--- Start Records provided ---

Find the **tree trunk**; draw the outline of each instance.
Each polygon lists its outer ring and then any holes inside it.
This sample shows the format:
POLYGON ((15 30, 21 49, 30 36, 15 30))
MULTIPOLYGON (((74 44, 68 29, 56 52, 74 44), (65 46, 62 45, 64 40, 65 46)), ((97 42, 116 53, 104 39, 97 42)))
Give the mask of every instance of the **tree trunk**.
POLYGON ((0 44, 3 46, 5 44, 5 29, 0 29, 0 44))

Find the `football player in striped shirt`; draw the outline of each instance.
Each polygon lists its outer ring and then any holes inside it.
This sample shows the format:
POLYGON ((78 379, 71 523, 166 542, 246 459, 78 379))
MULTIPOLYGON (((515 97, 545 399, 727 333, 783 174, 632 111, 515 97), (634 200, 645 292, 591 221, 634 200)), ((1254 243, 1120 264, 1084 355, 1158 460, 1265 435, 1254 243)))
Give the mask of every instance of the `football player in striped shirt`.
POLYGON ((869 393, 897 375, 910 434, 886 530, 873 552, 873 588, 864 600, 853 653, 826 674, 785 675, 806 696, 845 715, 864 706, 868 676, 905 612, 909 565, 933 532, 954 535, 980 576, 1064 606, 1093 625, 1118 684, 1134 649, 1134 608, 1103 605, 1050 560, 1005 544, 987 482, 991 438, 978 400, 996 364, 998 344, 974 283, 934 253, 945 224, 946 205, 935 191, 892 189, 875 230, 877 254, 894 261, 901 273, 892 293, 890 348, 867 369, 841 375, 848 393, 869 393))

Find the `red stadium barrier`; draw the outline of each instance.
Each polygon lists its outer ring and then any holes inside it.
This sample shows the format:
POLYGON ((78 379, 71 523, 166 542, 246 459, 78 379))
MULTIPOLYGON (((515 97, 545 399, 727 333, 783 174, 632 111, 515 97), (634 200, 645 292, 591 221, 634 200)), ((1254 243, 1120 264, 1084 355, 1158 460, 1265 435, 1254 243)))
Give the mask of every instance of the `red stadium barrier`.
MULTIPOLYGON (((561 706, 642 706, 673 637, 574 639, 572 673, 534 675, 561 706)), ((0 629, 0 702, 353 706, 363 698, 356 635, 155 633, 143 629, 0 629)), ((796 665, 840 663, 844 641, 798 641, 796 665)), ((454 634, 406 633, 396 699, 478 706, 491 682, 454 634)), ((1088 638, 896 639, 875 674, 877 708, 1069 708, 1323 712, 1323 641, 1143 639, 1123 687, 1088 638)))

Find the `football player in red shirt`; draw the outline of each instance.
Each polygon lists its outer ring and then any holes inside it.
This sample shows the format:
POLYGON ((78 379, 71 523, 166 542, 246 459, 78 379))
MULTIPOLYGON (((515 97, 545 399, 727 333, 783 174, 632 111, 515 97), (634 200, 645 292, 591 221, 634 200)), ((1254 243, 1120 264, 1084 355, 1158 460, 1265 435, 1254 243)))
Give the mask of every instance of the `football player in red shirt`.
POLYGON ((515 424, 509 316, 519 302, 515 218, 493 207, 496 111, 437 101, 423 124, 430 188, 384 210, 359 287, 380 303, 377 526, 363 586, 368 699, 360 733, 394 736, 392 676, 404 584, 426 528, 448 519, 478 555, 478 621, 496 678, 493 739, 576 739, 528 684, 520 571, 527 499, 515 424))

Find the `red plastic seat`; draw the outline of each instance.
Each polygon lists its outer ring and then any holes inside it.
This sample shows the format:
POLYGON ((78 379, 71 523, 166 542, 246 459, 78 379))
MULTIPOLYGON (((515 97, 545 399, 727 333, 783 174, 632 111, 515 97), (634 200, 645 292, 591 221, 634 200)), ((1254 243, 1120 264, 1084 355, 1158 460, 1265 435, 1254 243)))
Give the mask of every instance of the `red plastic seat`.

--- End Records provided ---

> **Work to do**: Revise all of the rows above, substituting "exterior ring" for every occurrence of "outer ring" and leaving everything else unchanged.

> **Solution to the problem**:
Find the **tree trunk**; draw the outline of each instance.
Each polygon lists its exterior ring and then any holes inside it.
This sample shows the format:
POLYGON ((15 30, 21 49, 30 36, 15 30))
MULTIPOLYGON (((74 44, 68 29, 56 52, 74 44), (65 46, 62 45, 64 40, 65 46)), ((97 42, 116 53, 104 39, 97 42)))
Give the mask of every instance of the **tree trunk**.
POLYGON ((0 44, 3 46, 5 44, 5 29, 0 29, 0 44))

Find the `football player in striped shirt`; draw the outline of each instance.
Each polygon lists its exterior ring and then any holes inside it.
This sample shows the format:
POLYGON ((78 379, 71 523, 166 542, 246 459, 78 379))
MULTIPOLYGON (((515 97, 545 399, 727 333, 783 174, 632 111, 515 97), (634 200, 645 292, 591 221, 634 200)), ((1254 243, 1120 264, 1084 355, 1158 460, 1265 435, 1254 243)))
Give the mask of every instance of the `football player in striped shirt`.
POLYGON ((869 393, 897 375, 910 434, 886 530, 873 552, 873 588, 864 600, 853 653, 826 674, 785 675, 806 696, 845 715, 864 706, 868 676, 905 612, 909 565, 933 532, 954 535, 980 576, 1064 606, 1093 625, 1118 684, 1134 649, 1134 608, 1103 605, 1050 560, 1005 544, 987 482, 991 438, 978 400, 996 364, 998 344, 974 283, 934 253, 945 224, 946 205, 935 191, 892 189, 875 230, 877 254, 894 261, 901 273, 892 293, 890 348, 867 369, 841 375, 848 393, 869 393))

Find the `red stadium barrier`; draw the outline of each instance.
Each polygon lists its exterior ring and then any holes inside it.
This sample shows the format:
POLYGON ((78 379, 71 523, 166 542, 246 459, 78 379))
MULTIPOLYGON (((515 97, 545 399, 727 333, 783 174, 632 111, 515 97), (634 200, 645 292, 591 221, 634 200)), ((1254 243, 1120 264, 1084 355, 1158 460, 1265 435, 1254 243)))
Give the mask of every instance of the `red stadium barrier`.
MULTIPOLYGON (((561 706, 642 706, 673 637, 574 639, 572 673, 534 675, 561 706)), ((0 629, 0 702, 353 706, 363 698, 356 635, 155 633, 143 629, 0 629)), ((796 665, 840 663, 844 641, 798 641, 796 665)), ((454 634, 406 633, 396 699, 478 706, 491 682, 454 634)), ((1088 638, 896 639, 875 674, 877 708, 1069 708, 1323 712, 1323 641, 1143 639, 1123 687, 1088 638)))

Find the `football player in red shirt`; draw the outline of each instance.
Each polygon lists its exterior ring and then any holes inside it.
This sample shows the format:
POLYGON ((78 379, 71 523, 166 542, 246 459, 78 379))
MULTIPOLYGON (((515 97, 545 399, 727 333, 783 174, 632 111, 515 97), (634 200, 645 292, 591 221, 634 200)), ((1254 243, 1120 264, 1084 355, 1158 460, 1265 435, 1254 243)))
Give the mask of every instance of the `football player in red shirt`.
POLYGON ((515 424, 509 316, 519 302, 515 218, 493 207, 496 111, 437 101, 423 124, 430 188, 384 210, 359 287, 380 303, 377 526, 363 586, 368 699, 360 733, 394 736, 392 676, 404 584, 426 528, 448 519, 478 555, 478 621, 496 678, 493 739, 576 739, 528 684, 520 571, 527 499, 515 424))

Find the `red plastic seat`; draw the outline of each instance.
Each polygon lists its exterior ring and then any holes inside it.
This sample shows the format:
POLYGON ((78 379, 71 523, 166 542, 246 459, 78 379))
MULTIPOLYGON (((515 97, 545 399, 727 333, 783 174, 632 111, 515 97), (634 200, 645 292, 591 221, 634 200)), ((1254 243, 1120 264, 1084 355, 1158 460, 1265 435, 1254 243)))
Give the mask of every instance of the `red plastic seat`.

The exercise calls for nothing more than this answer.